Reproduce all of the rows below, switching every "Expected response body" to "Required response body" and leaving everything else unchanged.

# # # # #

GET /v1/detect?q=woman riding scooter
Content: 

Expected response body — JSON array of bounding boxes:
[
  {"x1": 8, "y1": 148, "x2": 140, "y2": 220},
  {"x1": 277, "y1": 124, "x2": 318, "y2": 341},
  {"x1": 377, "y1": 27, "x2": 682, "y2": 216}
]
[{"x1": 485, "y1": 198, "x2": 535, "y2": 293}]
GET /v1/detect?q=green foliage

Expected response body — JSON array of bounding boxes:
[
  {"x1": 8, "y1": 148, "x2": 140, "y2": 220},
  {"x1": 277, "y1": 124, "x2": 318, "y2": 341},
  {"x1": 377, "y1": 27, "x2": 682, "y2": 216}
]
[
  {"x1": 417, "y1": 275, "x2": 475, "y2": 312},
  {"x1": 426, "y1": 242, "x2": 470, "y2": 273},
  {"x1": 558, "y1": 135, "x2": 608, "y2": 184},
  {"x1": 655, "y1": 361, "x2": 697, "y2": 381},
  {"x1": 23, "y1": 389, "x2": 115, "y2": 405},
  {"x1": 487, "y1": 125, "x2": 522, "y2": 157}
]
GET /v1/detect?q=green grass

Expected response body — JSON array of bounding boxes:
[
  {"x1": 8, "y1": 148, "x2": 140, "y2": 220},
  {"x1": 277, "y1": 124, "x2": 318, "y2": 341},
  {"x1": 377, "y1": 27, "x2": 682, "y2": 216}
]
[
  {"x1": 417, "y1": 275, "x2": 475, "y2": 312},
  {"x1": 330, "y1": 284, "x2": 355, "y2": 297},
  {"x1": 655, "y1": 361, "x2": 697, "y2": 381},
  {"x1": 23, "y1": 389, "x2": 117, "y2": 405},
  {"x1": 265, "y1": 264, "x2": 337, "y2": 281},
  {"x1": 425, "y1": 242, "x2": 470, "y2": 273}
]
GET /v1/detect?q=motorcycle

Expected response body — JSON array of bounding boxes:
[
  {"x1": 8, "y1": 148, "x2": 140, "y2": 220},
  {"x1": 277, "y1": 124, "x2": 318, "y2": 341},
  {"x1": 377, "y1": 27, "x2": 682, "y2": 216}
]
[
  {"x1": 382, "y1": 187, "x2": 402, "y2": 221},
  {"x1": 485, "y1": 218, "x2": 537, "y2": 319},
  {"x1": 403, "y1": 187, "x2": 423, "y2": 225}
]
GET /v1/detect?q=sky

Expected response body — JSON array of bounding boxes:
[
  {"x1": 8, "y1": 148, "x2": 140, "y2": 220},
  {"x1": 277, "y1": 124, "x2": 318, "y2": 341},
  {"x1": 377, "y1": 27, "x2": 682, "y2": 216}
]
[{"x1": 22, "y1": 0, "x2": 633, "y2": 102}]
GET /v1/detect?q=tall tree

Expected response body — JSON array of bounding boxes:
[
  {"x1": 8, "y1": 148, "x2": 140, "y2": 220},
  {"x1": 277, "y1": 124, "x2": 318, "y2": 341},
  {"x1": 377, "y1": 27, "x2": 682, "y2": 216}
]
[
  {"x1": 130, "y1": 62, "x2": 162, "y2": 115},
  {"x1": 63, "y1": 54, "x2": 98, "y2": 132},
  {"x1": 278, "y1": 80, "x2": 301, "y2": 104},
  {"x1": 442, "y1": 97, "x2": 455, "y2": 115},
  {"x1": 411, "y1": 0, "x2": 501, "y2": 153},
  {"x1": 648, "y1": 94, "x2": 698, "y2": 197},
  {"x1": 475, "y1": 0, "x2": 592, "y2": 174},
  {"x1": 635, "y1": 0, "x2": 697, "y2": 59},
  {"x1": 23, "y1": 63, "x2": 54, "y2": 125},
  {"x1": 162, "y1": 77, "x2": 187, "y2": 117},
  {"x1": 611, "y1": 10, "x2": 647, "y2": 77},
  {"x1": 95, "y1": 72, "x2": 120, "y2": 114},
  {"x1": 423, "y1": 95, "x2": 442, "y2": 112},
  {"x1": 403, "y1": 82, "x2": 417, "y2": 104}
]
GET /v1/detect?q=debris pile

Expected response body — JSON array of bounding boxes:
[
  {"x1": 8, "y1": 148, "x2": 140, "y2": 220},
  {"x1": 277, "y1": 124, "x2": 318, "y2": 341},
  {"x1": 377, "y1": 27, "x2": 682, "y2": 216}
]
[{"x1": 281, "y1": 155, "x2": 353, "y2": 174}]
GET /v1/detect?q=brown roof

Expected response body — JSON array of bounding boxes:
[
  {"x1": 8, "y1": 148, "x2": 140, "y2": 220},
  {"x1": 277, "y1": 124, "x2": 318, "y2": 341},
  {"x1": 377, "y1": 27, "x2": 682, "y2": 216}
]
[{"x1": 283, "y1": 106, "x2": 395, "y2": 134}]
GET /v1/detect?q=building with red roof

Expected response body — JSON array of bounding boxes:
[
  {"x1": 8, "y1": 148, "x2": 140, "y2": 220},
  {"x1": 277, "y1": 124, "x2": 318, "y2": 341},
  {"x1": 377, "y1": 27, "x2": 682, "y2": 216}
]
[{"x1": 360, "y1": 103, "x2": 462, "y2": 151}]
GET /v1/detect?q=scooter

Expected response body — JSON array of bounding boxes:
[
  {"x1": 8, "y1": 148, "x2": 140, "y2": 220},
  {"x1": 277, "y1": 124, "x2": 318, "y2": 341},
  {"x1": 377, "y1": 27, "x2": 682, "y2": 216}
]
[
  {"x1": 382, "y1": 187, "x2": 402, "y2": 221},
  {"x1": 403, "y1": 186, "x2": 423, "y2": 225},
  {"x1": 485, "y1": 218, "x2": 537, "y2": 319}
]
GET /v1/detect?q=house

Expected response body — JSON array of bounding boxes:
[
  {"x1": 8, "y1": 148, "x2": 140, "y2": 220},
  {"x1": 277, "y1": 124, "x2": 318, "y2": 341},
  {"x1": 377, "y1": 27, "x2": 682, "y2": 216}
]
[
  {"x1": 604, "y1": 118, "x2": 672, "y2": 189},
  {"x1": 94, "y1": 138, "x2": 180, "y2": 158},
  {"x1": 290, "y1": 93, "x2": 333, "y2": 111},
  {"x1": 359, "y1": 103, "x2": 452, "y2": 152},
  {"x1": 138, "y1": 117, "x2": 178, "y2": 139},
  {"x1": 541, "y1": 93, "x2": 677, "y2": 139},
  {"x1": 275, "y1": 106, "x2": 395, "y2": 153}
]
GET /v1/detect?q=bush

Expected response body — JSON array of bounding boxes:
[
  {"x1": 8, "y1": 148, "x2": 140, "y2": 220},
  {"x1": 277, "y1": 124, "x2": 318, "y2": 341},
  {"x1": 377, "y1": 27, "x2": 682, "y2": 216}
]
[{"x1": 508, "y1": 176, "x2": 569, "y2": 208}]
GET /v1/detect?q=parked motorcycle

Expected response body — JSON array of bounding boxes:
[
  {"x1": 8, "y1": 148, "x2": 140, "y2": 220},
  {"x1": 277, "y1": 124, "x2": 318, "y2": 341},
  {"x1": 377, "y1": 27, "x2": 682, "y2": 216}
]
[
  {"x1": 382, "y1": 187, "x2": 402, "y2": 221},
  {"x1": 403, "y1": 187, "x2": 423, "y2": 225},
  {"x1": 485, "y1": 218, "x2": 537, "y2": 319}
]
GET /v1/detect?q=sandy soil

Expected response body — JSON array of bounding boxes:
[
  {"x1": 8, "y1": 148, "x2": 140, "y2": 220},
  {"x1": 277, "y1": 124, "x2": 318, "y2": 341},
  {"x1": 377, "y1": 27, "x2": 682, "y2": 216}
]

# # # # #

SOLVED EXERCISE:
GET /v1/detect?q=woman riding scooter
Content: 

Required response body — JSON array of bounding boxes:
[
  {"x1": 8, "y1": 148, "x2": 140, "y2": 220},
  {"x1": 277, "y1": 124, "x2": 318, "y2": 341},
  {"x1": 377, "y1": 27, "x2": 682, "y2": 216}
]
[{"x1": 485, "y1": 198, "x2": 535, "y2": 293}]
GET /v1/detect?q=green foliage

Required response body — JSON array of bounding boxes:
[
  {"x1": 8, "y1": 148, "x2": 140, "y2": 220},
  {"x1": 277, "y1": 124, "x2": 318, "y2": 341},
  {"x1": 377, "y1": 27, "x2": 682, "y2": 216}
]
[
  {"x1": 417, "y1": 275, "x2": 475, "y2": 312},
  {"x1": 426, "y1": 242, "x2": 470, "y2": 273},
  {"x1": 558, "y1": 135, "x2": 608, "y2": 184},
  {"x1": 655, "y1": 361, "x2": 697, "y2": 381},
  {"x1": 23, "y1": 389, "x2": 115, "y2": 405},
  {"x1": 487, "y1": 125, "x2": 522, "y2": 157}
]
GET /v1/detect?q=green grass

Required response body — JSON array of bounding boxes:
[
  {"x1": 8, "y1": 148, "x2": 140, "y2": 220},
  {"x1": 277, "y1": 124, "x2": 318, "y2": 341},
  {"x1": 377, "y1": 27, "x2": 682, "y2": 216}
]
[
  {"x1": 417, "y1": 275, "x2": 475, "y2": 312},
  {"x1": 330, "y1": 284, "x2": 355, "y2": 297},
  {"x1": 655, "y1": 361, "x2": 697, "y2": 381},
  {"x1": 23, "y1": 389, "x2": 117, "y2": 405},
  {"x1": 265, "y1": 264, "x2": 337, "y2": 281},
  {"x1": 425, "y1": 242, "x2": 470, "y2": 273}
]
GET /v1/detect?q=motorcycle

Required response body — JSON array of bounding boxes:
[
  {"x1": 8, "y1": 148, "x2": 140, "y2": 220},
  {"x1": 277, "y1": 124, "x2": 318, "y2": 341},
  {"x1": 377, "y1": 27, "x2": 682, "y2": 216}
]
[
  {"x1": 382, "y1": 187, "x2": 402, "y2": 221},
  {"x1": 485, "y1": 218, "x2": 537, "y2": 319},
  {"x1": 403, "y1": 187, "x2": 423, "y2": 225}
]
GET /v1/detect?q=sky

Required response body — JSON array of bounding boxes:
[
  {"x1": 8, "y1": 148, "x2": 140, "y2": 220},
  {"x1": 277, "y1": 124, "x2": 318, "y2": 341},
  {"x1": 377, "y1": 27, "x2": 682, "y2": 216}
]
[{"x1": 22, "y1": 0, "x2": 633, "y2": 102}]
GET /v1/detect?q=tall tree

Required response body — JSON array of bounding boxes:
[
  {"x1": 8, "y1": 148, "x2": 140, "y2": 220},
  {"x1": 277, "y1": 124, "x2": 318, "y2": 341},
  {"x1": 377, "y1": 27, "x2": 682, "y2": 216}
]
[
  {"x1": 130, "y1": 62, "x2": 162, "y2": 115},
  {"x1": 63, "y1": 54, "x2": 98, "y2": 132},
  {"x1": 278, "y1": 80, "x2": 301, "y2": 104},
  {"x1": 442, "y1": 97, "x2": 455, "y2": 115},
  {"x1": 411, "y1": 0, "x2": 501, "y2": 153},
  {"x1": 648, "y1": 94, "x2": 698, "y2": 197},
  {"x1": 475, "y1": 0, "x2": 592, "y2": 174},
  {"x1": 635, "y1": 0, "x2": 697, "y2": 59},
  {"x1": 23, "y1": 63, "x2": 54, "y2": 125},
  {"x1": 162, "y1": 77, "x2": 187, "y2": 117},
  {"x1": 611, "y1": 10, "x2": 647, "y2": 77},
  {"x1": 95, "y1": 72, "x2": 120, "y2": 114},
  {"x1": 423, "y1": 95, "x2": 442, "y2": 112},
  {"x1": 403, "y1": 82, "x2": 417, "y2": 104}
]
GET /v1/detect?q=debris pile

Required response body — JSON array of bounding boxes:
[
  {"x1": 8, "y1": 148, "x2": 140, "y2": 220},
  {"x1": 277, "y1": 124, "x2": 318, "y2": 341},
  {"x1": 377, "y1": 27, "x2": 682, "y2": 216}
]
[{"x1": 281, "y1": 155, "x2": 353, "y2": 174}]
GET /v1/detect?q=brown roof

Required response body — JSON array of bounding boxes:
[
  {"x1": 8, "y1": 148, "x2": 140, "y2": 220},
  {"x1": 277, "y1": 124, "x2": 318, "y2": 341},
  {"x1": 377, "y1": 27, "x2": 682, "y2": 216}
]
[{"x1": 283, "y1": 106, "x2": 395, "y2": 134}]
GET /v1/detect?q=building with red roof

Required response body — JSON array of bounding boxes:
[
  {"x1": 8, "y1": 148, "x2": 140, "y2": 220},
  {"x1": 277, "y1": 124, "x2": 318, "y2": 341},
  {"x1": 377, "y1": 27, "x2": 682, "y2": 216}
]
[{"x1": 360, "y1": 103, "x2": 462, "y2": 151}]
GET /v1/detect?q=scooter

Required response body — JSON array of bounding boxes:
[
  {"x1": 8, "y1": 148, "x2": 140, "y2": 220},
  {"x1": 277, "y1": 124, "x2": 318, "y2": 341},
  {"x1": 377, "y1": 27, "x2": 682, "y2": 216}
]
[
  {"x1": 382, "y1": 187, "x2": 402, "y2": 221},
  {"x1": 403, "y1": 186, "x2": 423, "y2": 225},
  {"x1": 485, "y1": 218, "x2": 537, "y2": 319}
]
GET /v1/detect?q=house

Required response body — JSON array of bounding boxes:
[
  {"x1": 8, "y1": 148, "x2": 140, "y2": 220},
  {"x1": 277, "y1": 124, "x2": 318, "y2": 341},
  {"x1": 377, "y1": 27, "x2": 682, "y2": 216}
]
[
  {"x1": 604, "y1": 118, "x2": 672, "y2": 189},
  {"x1": 94, "y1": 138, "x2": 180, "y2": 158},
  {"x1": 290, "y1": 93, "x2": 333, "y2": 111},
  {"x1": 359, "y1": 103, "x2": 452, "y2": 152},
  {"x1": 138, "y1": 117, "x2": 178, "y2": 139},
  {"x1": 541, "y1": 93, "x2": 677, "y2": 139},
  {"x1": 275, "y1": 106, "x2": 395, "y2": 153}
]
GET /v1/detect?q=bush

Required response body — JSON array of bounding boxes:
[
  {"x1": 8, "y1": 148, "x2": 140, "y2": 220},
  {"x1": 277, "y1": 124, "x2": 318, "y2": 341},
  {"x1": 377, "y1": 27, "x2": 682, "y2": 216}
]
[{"x1": 508, "y1": 176, "x2": 569, "y2": 208}]
GET /v1/detect?q=parked motorcycle

Required response body — JSON array of bounding boxes:
[
  {"x1": 8, "y1": 148, "x2": 140, "y2": 220},
  {"x1": 277, "y1": 124, "x2": 318, "y2": 341},
  {"x1": 377, "y1": 27, "x2": 682, "y2": 216}
]
[
  {"x1": 382, "y1": 187, "x2": 402, "y2": 221},
  {"x1": 403, "y1": 187, "x2": 423, "y2": 225},
  {"x1": 485, "y1": 218, "x2": 537, "y2": 319}
]
GET /v1/detect?q=sandy soil

Required response body — JSON array of bounding boxes:
[
  {"x1": 8, "y1": 148, "x2": 140, "y2": 220},
  {"x1": 277, "y1": 124, "x2": 318, "y2": 341},
  {"x1": 377, "y1": 27, "x2": 682, "y2": 216}
]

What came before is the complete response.